◆ Requirement:
Render as a numbered list the lines from the one holding "like (851, 615)." through the end of the records, both ends included, leaving out any blank lines.

◆ Extracted material:
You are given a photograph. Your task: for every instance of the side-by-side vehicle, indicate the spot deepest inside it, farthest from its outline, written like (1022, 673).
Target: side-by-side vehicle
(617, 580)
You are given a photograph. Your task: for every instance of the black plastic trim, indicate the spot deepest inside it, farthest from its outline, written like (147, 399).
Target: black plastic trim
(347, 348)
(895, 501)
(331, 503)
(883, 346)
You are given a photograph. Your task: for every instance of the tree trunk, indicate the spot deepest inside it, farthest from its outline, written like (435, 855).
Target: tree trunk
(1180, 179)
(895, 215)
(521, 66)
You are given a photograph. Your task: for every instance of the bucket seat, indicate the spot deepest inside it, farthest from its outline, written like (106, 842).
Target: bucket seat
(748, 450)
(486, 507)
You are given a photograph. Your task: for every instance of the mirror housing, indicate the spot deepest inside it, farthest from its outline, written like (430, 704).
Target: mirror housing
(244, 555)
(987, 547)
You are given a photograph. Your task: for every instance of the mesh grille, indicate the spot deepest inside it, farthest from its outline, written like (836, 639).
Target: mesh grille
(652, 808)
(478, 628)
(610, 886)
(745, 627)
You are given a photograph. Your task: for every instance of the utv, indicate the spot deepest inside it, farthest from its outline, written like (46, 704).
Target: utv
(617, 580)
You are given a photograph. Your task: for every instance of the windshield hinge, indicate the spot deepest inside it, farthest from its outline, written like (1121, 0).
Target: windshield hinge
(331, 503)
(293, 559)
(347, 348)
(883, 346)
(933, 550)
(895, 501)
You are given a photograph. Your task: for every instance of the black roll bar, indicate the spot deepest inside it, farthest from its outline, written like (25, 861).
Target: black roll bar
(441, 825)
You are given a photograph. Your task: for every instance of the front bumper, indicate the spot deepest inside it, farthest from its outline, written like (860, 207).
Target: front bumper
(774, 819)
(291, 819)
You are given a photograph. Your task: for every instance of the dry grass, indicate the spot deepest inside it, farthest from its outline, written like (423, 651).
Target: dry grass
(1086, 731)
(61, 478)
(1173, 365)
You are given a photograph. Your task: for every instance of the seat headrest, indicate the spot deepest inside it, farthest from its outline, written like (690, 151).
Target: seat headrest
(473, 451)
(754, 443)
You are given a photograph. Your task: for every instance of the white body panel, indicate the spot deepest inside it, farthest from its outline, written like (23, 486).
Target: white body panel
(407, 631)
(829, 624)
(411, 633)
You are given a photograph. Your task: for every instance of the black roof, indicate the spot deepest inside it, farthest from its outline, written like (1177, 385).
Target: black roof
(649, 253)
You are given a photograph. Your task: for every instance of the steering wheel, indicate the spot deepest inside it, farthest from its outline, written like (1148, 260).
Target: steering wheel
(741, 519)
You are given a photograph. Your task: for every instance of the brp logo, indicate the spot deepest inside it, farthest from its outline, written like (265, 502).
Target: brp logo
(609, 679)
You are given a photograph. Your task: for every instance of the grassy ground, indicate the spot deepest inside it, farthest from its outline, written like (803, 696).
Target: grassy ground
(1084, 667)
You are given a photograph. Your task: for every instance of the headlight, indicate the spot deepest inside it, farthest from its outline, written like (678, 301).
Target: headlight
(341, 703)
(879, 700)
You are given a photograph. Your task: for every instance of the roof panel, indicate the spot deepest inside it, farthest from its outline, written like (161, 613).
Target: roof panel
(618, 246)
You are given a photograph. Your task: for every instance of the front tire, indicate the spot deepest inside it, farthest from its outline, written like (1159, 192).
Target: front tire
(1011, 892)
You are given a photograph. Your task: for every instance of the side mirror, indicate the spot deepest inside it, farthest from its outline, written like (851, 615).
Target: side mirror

◆ The reply:
1. You are given a photograph. Your task: for every instance of the side mirror, indicate the spot deepest inside it, farthest from its outline, written like (851, 615).
2. Target: side mirror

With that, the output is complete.